TRAVAIL À FAIRE :: Reproduisez fidèlement le passage de l'entretien sur les Cévennes qui commence par « Extrait des entretiens » et se termine par « admirablement l’identité cévenole. ».

EXTRAIT SOURCE ::
^^^^^^^^

Entretiens avec Jean PELLET – Revue du Parc National des Cévennes

Extrait des entretiens (1985) de Jean Pellet, collaborateur du bureau des recherches géologiques et minières pour l’établissement de la carte géologique de France, pour la Revue du Parc National des Cévennes N° 23 et 24. Jean Pellet était médecin à Génolhac, passionné de géologie et d’histoire. Ces entretiens éclairent admirablement l’identité cévenole.

« (…) Nous n’avons pas parlé d’architecture. Il n’y a pas de grands temples, pas d’arènes majestueuses, pas de pont du Gard dans les Cévennes. A qui cela eut-il servi ? Les châteaux sont de petits châteaux, avec de pauvres murs noirs, et de-ci, de-là, un morceau de bravoure : fenêtre à meneaux, meurtrière…Pendant toute l’époque féodale, il aura surtout existé dans les Cévennes de petits fiefs, faisant dire aux plaisants : «  Nobles des Cévennes, trois dans un œuf, Monsieur de la Coque, Monsieur de la Peau, et Monsieur de l’Œuf » !

(…)Soit il existe différents types de matériaux sur place et vous avez des constructions où vont de pair calcaire, dolomie, schiste, et granite même, quelques fois issus des galets de la rivière. Et puis les endroits non moins captivants, où la nature ne fournit qu’un seul type de matériau. C’est le cas d’une assez grande partie de la Cévenne intérieure : l’art d’utiliser le schiste a été poussé très loin. Souvent l’angle d’une porte, d’une fenêtre ou l’arrête d’un mur y sont très finement taillés sur la tranche comme du bois qu’on aurait scié et poncé. (…)

^^^^^^^^

LISTE ::
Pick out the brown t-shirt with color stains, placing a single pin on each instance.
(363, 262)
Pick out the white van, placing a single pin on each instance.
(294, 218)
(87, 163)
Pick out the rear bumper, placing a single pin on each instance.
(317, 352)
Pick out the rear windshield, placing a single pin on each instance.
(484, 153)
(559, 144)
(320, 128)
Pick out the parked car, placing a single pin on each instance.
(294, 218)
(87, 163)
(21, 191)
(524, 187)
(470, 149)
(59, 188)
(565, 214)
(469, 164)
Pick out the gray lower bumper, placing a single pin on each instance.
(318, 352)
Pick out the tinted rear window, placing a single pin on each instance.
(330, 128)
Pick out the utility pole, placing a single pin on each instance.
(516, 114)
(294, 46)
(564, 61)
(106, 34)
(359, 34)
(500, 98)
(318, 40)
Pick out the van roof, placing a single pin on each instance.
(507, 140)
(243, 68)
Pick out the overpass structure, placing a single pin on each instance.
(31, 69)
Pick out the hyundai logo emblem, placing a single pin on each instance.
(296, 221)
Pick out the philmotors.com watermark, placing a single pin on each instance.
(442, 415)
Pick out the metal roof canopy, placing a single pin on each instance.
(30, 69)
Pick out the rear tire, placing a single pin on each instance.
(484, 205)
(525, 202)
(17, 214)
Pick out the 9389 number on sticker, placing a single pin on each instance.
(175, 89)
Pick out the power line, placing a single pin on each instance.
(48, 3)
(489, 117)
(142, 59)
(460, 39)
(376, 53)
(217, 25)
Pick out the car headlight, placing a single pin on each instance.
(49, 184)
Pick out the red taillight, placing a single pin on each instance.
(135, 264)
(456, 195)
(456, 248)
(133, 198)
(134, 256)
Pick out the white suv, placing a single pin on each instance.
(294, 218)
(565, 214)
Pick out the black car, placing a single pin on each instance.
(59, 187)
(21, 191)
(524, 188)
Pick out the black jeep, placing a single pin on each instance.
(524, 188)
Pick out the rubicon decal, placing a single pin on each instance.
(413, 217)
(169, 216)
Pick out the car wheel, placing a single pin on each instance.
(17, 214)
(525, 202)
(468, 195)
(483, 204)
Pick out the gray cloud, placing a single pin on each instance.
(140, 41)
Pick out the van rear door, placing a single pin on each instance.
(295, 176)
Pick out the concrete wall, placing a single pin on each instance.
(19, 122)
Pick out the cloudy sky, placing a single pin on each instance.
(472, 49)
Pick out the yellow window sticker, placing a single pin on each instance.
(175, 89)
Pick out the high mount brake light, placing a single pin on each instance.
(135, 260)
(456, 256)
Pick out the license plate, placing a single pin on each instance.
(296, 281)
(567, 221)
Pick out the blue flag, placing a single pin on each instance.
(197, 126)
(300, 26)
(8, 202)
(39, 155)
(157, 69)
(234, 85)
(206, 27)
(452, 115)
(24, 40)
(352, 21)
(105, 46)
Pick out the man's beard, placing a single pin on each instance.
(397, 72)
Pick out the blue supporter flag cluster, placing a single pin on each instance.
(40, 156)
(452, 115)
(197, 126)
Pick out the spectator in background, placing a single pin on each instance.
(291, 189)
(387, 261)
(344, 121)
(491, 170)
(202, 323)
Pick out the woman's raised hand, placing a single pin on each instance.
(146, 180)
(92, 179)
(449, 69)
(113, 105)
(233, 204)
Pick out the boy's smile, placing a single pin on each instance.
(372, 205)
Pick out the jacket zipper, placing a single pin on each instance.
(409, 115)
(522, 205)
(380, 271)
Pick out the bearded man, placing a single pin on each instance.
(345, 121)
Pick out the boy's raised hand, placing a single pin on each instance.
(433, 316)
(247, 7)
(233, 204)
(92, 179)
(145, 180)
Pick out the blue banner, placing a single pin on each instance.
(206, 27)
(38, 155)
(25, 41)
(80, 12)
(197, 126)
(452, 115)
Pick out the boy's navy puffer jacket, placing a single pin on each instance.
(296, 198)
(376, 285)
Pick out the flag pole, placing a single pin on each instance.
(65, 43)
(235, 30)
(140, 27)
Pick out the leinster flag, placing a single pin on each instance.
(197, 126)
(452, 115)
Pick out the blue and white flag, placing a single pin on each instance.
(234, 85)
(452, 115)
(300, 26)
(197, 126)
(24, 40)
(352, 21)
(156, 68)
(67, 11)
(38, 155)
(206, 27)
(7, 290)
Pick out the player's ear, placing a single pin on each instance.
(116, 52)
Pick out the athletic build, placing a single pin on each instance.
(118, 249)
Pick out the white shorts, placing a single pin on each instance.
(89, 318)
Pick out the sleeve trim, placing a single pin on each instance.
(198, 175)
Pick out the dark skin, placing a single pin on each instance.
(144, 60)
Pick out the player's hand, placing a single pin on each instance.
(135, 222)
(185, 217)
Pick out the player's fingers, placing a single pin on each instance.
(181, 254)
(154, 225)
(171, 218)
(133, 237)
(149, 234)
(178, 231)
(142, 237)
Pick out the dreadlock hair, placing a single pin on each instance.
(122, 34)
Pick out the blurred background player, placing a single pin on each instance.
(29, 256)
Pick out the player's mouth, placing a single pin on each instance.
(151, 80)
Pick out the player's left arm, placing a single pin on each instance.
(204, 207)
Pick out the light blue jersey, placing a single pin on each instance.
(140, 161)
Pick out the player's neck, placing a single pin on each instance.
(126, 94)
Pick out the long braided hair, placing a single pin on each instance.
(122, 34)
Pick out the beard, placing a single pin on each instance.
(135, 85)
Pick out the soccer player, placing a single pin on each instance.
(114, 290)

^^^^^^^^

RÉPONSE À L'EXERCICE ::
Extrait des entretiens (1985) de Jean Pellet, collaborateur du bureau des recherches géologiques et minières pour l’établissement de la carte géologique de France, pour la Revue du Parc National des Cévennes N° 23 et 24. Jean Pellet était médecin à Génolhac, passionné de géologie et d’histoire. Ces entretiens éclairent admirablement l’identité cévenole.